THE PROBLEM: Convert every line of the listing below into a numbered list, skipping blank lines and leaving out the pictures.

· · · · · · ·

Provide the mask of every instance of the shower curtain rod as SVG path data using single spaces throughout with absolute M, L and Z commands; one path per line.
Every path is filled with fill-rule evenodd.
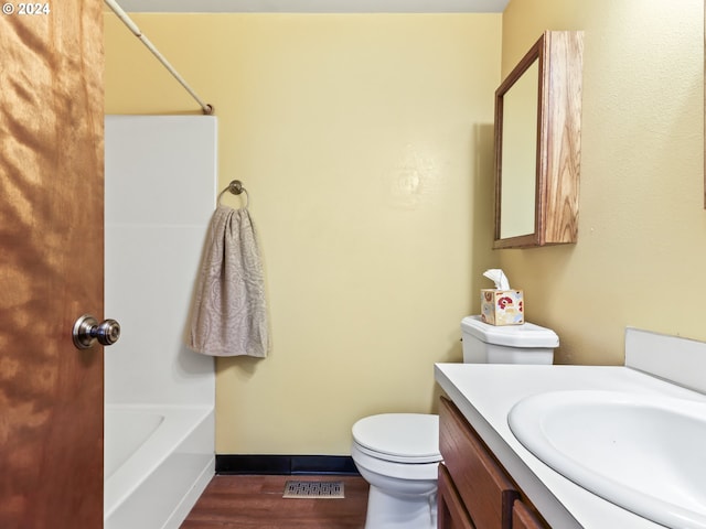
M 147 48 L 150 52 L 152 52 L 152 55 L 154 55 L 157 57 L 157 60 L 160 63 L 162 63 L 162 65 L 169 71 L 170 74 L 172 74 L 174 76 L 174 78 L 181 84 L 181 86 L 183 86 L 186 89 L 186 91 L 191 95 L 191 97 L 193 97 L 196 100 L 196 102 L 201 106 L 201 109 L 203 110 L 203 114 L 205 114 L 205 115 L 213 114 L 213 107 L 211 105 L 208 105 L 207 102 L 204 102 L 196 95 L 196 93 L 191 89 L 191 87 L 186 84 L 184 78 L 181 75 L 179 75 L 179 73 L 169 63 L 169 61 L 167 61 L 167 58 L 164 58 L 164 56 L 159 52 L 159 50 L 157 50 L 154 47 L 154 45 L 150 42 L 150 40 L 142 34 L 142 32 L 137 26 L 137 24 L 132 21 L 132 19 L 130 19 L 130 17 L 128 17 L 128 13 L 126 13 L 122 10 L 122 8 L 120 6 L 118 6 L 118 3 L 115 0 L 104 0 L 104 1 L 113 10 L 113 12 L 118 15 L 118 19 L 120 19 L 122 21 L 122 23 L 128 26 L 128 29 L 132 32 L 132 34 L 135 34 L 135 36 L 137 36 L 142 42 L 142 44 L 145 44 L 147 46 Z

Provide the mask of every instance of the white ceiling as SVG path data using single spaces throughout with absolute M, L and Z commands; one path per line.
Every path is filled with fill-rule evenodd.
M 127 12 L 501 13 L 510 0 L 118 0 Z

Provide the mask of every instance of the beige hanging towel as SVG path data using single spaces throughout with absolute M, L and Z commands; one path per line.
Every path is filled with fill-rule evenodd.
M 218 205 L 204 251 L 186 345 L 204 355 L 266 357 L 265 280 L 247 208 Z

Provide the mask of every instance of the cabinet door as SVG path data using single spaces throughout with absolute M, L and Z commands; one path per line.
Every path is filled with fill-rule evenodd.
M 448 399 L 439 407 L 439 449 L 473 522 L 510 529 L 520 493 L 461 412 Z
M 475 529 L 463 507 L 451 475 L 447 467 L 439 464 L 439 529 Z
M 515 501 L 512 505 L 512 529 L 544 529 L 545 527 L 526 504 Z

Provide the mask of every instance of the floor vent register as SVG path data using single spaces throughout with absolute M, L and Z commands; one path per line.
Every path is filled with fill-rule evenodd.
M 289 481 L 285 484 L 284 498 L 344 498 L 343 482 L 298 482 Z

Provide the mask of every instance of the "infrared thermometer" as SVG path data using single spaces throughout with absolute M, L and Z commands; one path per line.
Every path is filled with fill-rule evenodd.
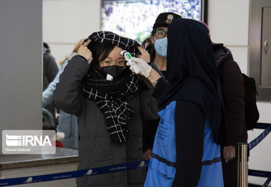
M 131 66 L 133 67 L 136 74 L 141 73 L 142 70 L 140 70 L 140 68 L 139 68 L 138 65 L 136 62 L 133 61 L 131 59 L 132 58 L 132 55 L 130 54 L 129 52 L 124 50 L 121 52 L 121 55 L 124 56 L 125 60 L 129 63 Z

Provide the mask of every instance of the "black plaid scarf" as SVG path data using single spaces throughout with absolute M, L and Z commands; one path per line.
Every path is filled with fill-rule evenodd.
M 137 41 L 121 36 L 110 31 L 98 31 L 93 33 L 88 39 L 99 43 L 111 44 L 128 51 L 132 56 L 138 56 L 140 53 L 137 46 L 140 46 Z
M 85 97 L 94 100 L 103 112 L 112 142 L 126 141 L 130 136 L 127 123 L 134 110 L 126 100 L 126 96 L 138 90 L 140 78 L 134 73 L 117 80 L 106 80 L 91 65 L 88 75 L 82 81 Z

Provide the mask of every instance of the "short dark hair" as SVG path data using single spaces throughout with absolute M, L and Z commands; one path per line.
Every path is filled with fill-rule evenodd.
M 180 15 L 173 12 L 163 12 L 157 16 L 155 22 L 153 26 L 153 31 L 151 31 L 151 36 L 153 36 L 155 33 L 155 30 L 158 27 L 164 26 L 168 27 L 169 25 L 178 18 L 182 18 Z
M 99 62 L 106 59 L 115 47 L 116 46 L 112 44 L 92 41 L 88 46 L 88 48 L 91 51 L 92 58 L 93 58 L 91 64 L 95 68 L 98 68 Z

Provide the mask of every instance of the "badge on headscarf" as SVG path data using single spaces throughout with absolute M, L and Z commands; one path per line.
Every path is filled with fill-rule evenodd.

· · · · · · ·

COMPLETE OUTPUT:
1. Provide the mask of every instance of the shower curtain rod as SVG path data using single spaces throughout with absolute M, L and Z commands; one path per line.
2. Every path is filled with fill-rule evenodd.
3. M 147 48 L 150 52 L 152 52 L 152 55 L 154 55 L 157 57 L 157 60 L 160 63 L 162 63 L 162 65 L 169 71 L 170 74 L 172 74 L 174 76 L 174 78 L 181 84 L 181 86 L 183 86 L 186 89 L 186 91 L 191 95 L 191 97 L 193 97 L 196 100 L 196 102 L 201 106 L 201 109 L 203 110 L 203 114 L 205 114 L 205 115 L 213 114 L 213 107 L 211 105 L 208 105 L 207 102 L 204 102 L 196 95 L 196 93 L 191 89 L 191 87 L 186 84 L 184 78 L 181 75 L 179 75 L 179 73 L 169 63 L 169 61 L 167 61 L 167 58 L 164 58 L 164 56 L 159 52 L 159 50 L 157 50 L 154 47 L 154 45 L 150 42 L 150 40 L 142 34 L 142 32 L 137 26 L 137 24 L 132 21 L 132 19 L 130 19 L 130 17 L 128 17 L 128 13 L 126 13 L 122 10 L 122 8 L 120 6 L 118 6 L 118 3 L 115 0 L 104 0 L 104 1 L 113 10 L 113 12 L 118 15 L 118 19 L 120 19 L 122 21 L 122 23 L 128 26 L 128 29 L 132 32 L 132 34 L 135 34 L 135 36 L 137 36 L 142 42 L 142 44 L 145 44 L 147 46 Z
4. Provide the mask of every instance of the white ceiling as SVG path data using single spaces throughout with absolute M, L and Z commands; one path per line.
5. Every path is filled with fill-rule evenodd.
6. M 127 12 L 501 13 L 510 0 L 118 0 Z
7. Provide the mask of every instance of the beige hanging towel as SVG path data using single spaces throughout with absolute M, L and Z commands; one path per line.
8. Every path is filled with fill-rule evenodd.
9. M 218 205 L 204 251 L 186 345 L 204 355 L 266 357 L 265 280 L 247 208 Z
10. Provide the mask of every instance of the cabinet door as SVG path data using single spaces throughout with absolute M, L and Z commands; one path per line.
11. Every path is filled with fill-rule evenodd.
12. M 448 399 L 439 407 L 439 449 L 473 522 L 510 529 L 520 493 L 461 412 Z
13. M 475 529 L 463 507 L 451 475 L 447 467 L 439 464 L 439 529 Z
14. M 515 501 L 512 505 L 512 529 L 544 529 L 545 527 L 526 504 Z
15. Provide the mask of every instance of the floor vent register as SVG path data using single spaces throughout with absolute M, L and Z commands; one path per line.
16. Every path is filled with fill-rule evenodd.
17. M 289 481 L 285 484 L 284 498 L 344 498 L 343 482 L 298 482 Z
18. Provide the mask of every instance of the "infrared thermometer" as SVG path data using single spaces throughout with absolute M, L and Z commands; one path per line.
19. Every path is filled with fill-rule evenodd.
20. M 131 66 L 133 67 L 136 74 L 141 73 L 142 70 L 140 70 L 140 68 L 139 68 L 138 65 L 136 62 L 133 61 L 131 59 L 132 58 L 132 55 L 130 54 L 129 52 L 124 50 L 121 52 L 121 55 L 124 56 L 125 60 L 129 63 Z
21. Provide the mask of every instance of the "black plaid scarf" as SVG path data using single spaces throughout with absolute M, L and Z commands; one path per line.
22. Every path is filled with fill-rule evenodd.
23. M 137 41 L 121 36 L 110 31 L 98 31 L 93 33 L 88 39 L 99 43 L 111 44 L 128 51 L 132 56 L 138 56 L 140 53 L 137 46 L 140 46 Z
24. M 85 97 L 94 100 L 103 112 L 112 142 L 126 141 L 130 136 L 127 123 L 134 110 L 126 100 L 126 96 L 138 90 L 140 78 L 134 73 L 117 80 L 106 80 L 91 65 L 88 75 L 82 81 Z
25. Provide the mask of every instance of the "short dark hair" as SVG path data using single spaces throughout with absolute M, L and Z commands; one path per line.
26. Every path is filled with fill-rule evenodd.
27. M 180 15 L 173 12 L 163 12 L 157 16 L 155 22 L 153 26 L 153 31 L 151 31 L 151 36 L 153 36 L 155 33 L 155 30 L 158 27 L 164 26 L 168 27 L 169 25 L 178 18 L 182 18 Z
28. M 99 62 L 106 59 L 115 47 L 116 46 L 112 44 L 92 41 L 88 46 L 88 48 L 91 51 L 92 58 L 93 58 L 91 64 L 95 68 L 98 68 Z
29. Provide the mask of every instance of the "badge on headscarf" as SVG path data using single spaces throughout with absolute M, L and Z commands; one path per line.
30. Every path is filled with fill-rule evenodd.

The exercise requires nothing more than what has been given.